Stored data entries
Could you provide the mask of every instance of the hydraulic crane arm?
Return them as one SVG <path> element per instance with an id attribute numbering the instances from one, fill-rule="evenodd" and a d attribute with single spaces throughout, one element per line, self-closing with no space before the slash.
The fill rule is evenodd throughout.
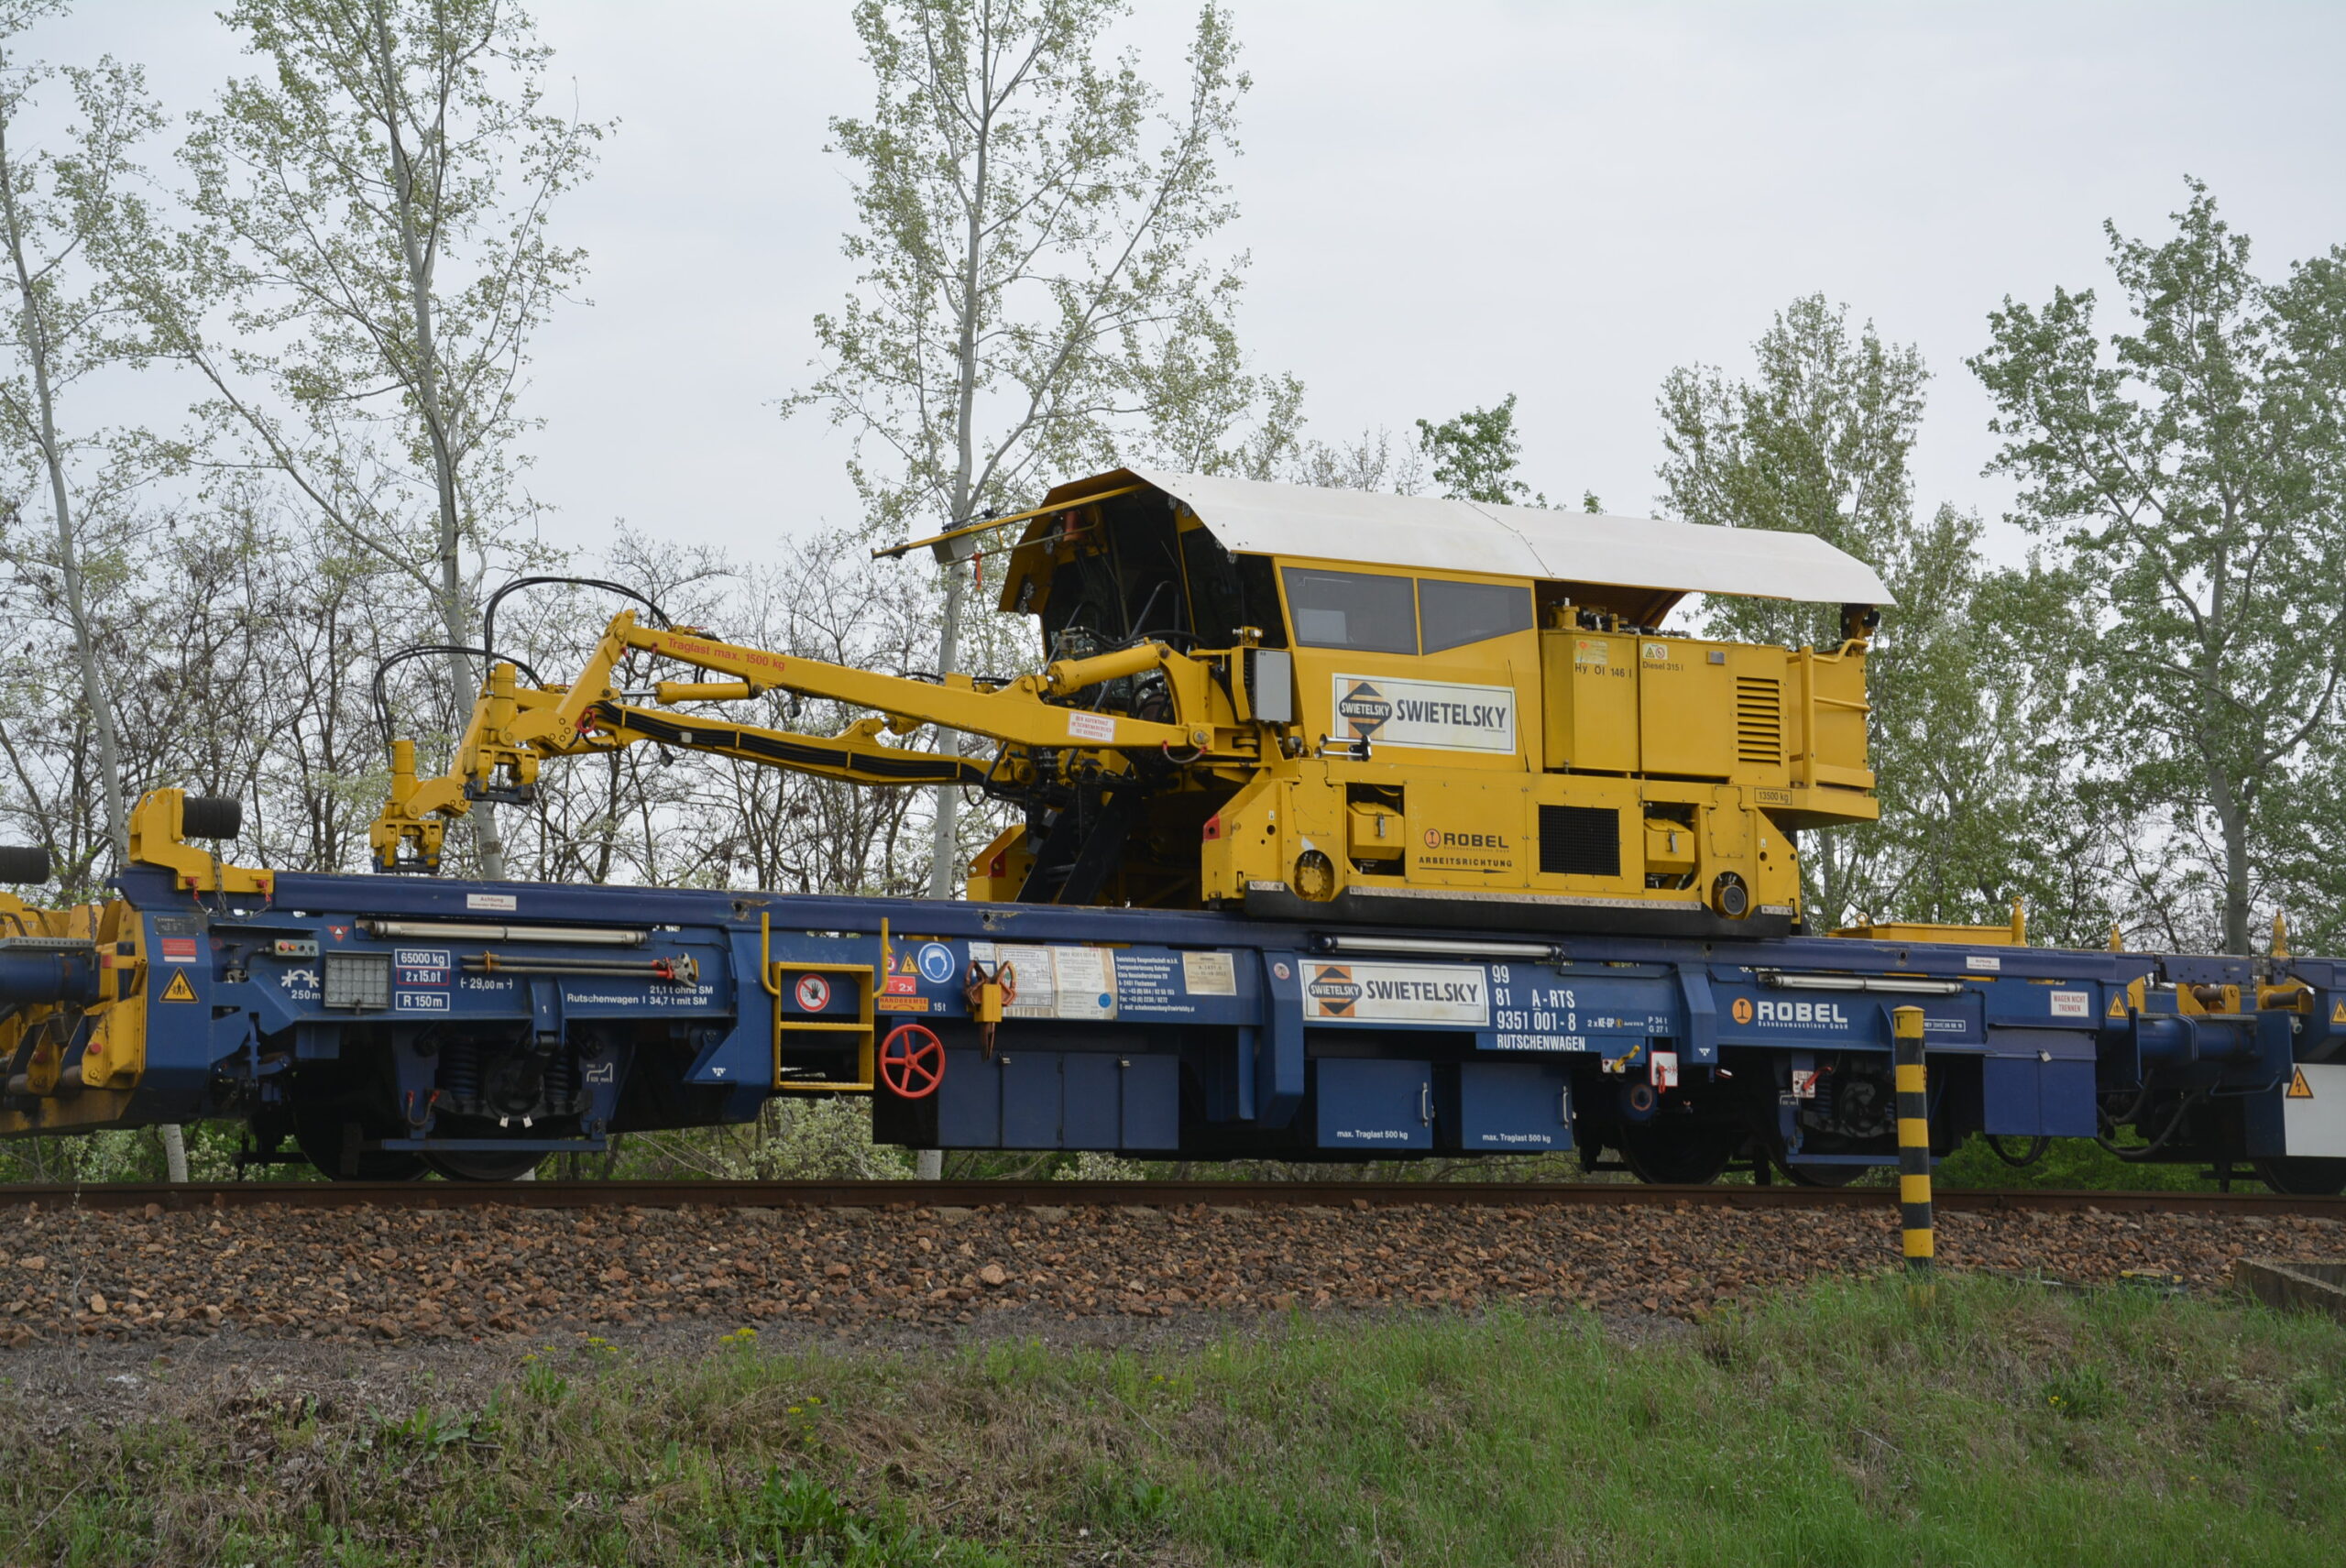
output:
<path id="1" fill-rule="evenodd" d="M 797 773 L 817 773 L 849 784 L 981 784 L 984 764 L 941 751 L 908 751 L 882 744 L 885 720 L 858 719 L 837 736 L 792 735 L 754 724 L 696 718 L 624 703 L 598 703 L 593 722 L 600 733 L 625 745 L 650 740 L 681 751 L 707 751 L 743 762 L 762 762 Z"/>
<path id="2" fill-rule="evenodd" d="M 620 662 L 631 652 L 728 678 L 662 681 L 649 690 L 622 691 L 613 683 Z M 1154 671 L 1166 677 L 1172 722 L 1067 703 L 1103 682 Z M 446 773 L 418 778 L 413 743 L 394 742 L 390 798 L 369 838 L 378 870 L 436 870 L 445 819 L 463 816 L 473 802 L 526 801 L 546 758 L 610 751 L 645 740 L 870 784 L 988 780 L 992 770 L 983 763 L 911 751 L 880 738 L 883 730 L 904 735 L 928 724 L 986 736 L 1025 758 L 1038 751 L 1177 748 L 1208 754 L 1239 743 L 1232 717 L 1211 712 L 1211 689 L 1201 662 L 1161 642 L 1059 660 L 1040 674 L 985 685 L 965 674 L 915 680 L 742 647 L 691 628 L 644 626 L 626 610 L 611 619 L 567 687 L 520 686 L 511 664 L 493 665 Z M 668 711 L 675 704 L 747 701 L 773 691 L 843 702 L 872 710 L 872 717 L 843 734 L 817 736 Z M 1121 761 L 1106 765 L 1123 771 Z"/>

YOUR INSTRUCTIONS
Your answer should consist of copies of the lines above that include the string "instance".

EXERCISE SOLUTION
Could you provide the mask of every instance of the hydraulic crane arm?
Return them as one SVG <path> element per instance with an id attribute numbering the instances from one, fill-rule="evenodd" and a d attribute with single spaces throughout, one element per line, self-closing with no space before the slash.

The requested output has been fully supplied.